### GIVEN DATA
○ ○ ○

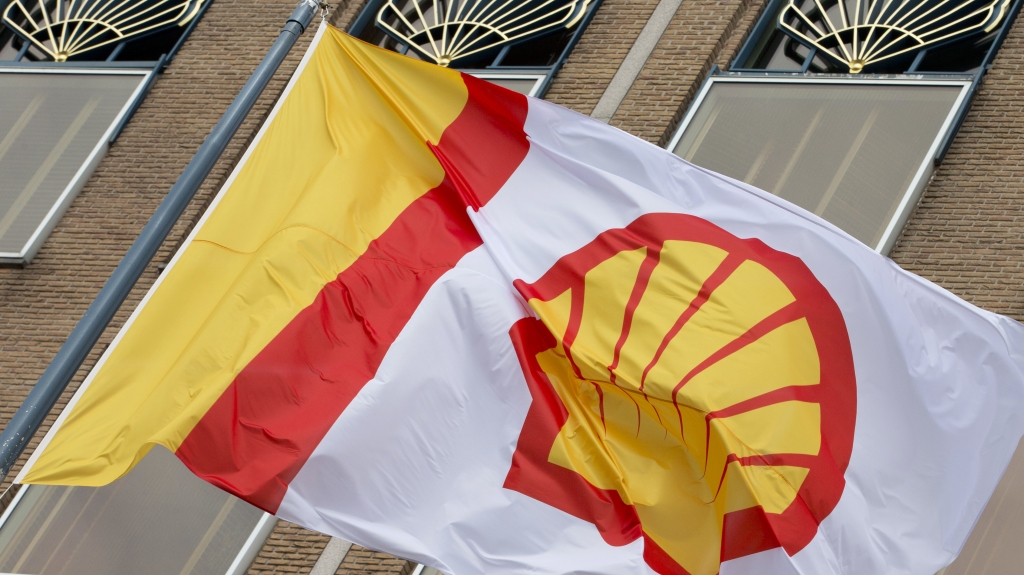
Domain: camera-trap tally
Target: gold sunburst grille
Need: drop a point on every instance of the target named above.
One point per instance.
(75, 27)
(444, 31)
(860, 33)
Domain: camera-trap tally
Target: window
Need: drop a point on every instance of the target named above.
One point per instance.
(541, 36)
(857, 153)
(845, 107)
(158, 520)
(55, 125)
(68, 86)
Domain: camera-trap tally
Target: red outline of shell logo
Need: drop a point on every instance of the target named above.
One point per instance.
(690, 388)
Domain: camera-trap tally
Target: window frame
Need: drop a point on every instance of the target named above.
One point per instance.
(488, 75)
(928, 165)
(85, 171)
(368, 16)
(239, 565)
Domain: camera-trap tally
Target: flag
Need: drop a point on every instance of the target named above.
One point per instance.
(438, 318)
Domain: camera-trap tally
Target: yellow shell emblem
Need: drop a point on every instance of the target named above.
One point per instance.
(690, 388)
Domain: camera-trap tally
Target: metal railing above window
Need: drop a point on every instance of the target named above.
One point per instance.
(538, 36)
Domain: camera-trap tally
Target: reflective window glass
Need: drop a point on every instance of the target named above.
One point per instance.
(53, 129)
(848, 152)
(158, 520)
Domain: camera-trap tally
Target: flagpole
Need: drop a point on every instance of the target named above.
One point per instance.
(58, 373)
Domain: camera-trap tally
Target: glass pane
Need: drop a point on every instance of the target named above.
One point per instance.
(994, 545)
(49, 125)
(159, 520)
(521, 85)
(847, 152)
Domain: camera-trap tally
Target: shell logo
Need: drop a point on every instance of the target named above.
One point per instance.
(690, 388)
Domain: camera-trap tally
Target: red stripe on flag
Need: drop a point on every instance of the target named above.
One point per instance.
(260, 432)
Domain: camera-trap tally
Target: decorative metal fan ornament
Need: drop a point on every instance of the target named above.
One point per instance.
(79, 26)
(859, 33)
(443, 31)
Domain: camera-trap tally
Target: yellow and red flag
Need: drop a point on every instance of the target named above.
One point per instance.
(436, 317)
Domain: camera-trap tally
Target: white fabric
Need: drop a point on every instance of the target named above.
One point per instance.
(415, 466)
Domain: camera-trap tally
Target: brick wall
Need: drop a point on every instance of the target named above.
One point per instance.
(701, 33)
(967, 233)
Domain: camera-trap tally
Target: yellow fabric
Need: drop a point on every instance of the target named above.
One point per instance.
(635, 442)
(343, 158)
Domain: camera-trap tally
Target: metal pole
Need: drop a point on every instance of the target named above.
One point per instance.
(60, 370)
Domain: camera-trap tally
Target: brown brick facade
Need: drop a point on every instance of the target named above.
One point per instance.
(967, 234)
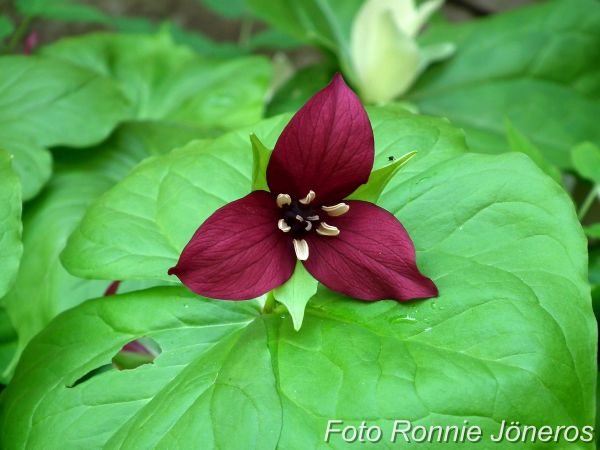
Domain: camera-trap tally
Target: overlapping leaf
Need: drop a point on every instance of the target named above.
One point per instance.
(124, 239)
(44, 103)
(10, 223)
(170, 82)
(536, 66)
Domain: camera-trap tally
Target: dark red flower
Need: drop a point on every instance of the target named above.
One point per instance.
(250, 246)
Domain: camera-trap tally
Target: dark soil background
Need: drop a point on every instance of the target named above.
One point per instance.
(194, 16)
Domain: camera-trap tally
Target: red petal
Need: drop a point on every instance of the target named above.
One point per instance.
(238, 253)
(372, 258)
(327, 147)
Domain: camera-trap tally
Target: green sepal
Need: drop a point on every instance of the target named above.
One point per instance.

○ ○ ○

### WHAT TO DO
Show all lines in the entries above where the word "yellow" appears.

### WRITTEN RESPONSE
Target: yellow shell emblem
Target: yellow and red flag
Target: yellow fabric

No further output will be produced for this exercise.